Which lines of the records below contain the word "stem"? Report each of them in full.

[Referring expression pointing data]

===============

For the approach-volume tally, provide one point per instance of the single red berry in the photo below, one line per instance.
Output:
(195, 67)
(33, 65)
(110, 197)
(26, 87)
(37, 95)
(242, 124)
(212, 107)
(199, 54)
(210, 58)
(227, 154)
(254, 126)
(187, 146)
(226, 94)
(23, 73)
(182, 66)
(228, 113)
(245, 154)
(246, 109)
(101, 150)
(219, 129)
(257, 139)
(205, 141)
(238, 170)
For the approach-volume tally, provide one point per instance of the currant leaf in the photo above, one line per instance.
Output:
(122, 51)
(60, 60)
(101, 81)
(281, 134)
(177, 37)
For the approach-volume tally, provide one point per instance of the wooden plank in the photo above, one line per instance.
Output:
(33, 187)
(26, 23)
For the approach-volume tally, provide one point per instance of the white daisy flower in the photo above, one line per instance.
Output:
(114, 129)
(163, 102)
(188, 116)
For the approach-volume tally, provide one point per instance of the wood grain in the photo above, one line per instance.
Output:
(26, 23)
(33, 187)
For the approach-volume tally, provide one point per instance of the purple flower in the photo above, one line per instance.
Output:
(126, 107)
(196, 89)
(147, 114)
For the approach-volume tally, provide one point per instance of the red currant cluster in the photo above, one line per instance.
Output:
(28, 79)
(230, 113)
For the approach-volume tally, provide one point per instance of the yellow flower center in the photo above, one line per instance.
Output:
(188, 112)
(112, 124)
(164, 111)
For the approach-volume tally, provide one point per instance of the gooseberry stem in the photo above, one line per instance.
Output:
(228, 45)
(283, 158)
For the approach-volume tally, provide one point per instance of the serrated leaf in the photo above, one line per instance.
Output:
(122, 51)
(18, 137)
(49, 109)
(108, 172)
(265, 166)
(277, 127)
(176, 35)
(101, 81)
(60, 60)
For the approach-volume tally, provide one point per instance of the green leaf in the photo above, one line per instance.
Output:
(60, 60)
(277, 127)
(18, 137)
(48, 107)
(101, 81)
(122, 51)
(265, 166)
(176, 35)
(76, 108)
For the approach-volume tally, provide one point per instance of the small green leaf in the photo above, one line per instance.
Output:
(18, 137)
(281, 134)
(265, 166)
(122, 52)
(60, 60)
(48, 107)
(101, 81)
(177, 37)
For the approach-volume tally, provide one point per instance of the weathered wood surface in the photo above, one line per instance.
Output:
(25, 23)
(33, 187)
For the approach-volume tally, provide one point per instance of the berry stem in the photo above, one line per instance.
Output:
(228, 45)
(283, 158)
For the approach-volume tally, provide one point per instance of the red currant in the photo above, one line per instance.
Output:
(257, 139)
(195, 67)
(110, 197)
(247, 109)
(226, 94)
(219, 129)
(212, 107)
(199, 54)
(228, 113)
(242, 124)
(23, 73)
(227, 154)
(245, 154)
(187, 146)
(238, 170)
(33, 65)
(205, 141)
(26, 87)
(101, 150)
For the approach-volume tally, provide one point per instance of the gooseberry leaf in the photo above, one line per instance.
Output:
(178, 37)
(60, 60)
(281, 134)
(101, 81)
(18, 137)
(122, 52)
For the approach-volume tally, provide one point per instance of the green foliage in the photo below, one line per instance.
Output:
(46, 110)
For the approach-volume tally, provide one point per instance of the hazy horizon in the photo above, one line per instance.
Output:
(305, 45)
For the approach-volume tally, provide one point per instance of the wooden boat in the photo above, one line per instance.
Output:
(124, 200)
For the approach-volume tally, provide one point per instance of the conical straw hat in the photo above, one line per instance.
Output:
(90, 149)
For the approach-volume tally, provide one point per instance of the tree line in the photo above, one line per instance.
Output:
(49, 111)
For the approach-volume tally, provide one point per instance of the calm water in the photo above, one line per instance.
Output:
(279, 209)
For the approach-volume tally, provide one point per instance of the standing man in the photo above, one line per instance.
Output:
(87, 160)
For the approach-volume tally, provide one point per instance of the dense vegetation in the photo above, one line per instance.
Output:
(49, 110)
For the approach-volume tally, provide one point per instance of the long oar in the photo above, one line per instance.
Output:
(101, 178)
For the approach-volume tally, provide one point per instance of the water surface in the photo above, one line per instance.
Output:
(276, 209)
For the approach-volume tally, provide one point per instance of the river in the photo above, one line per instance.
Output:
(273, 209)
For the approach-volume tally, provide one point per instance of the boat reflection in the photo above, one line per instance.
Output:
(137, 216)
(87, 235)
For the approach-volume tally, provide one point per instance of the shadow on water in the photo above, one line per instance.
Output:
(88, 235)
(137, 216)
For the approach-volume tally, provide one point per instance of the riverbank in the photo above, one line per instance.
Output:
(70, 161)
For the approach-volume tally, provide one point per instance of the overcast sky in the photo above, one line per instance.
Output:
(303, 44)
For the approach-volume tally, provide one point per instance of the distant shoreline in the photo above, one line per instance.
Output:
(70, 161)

===============

(Response)
For the approach-volume tally, provide one point per instance of the gooseberry stem in the photo above, one line per instance.
For the approach-volume tally, provide one point per instance of the berry stem in the photo above, one line per instance.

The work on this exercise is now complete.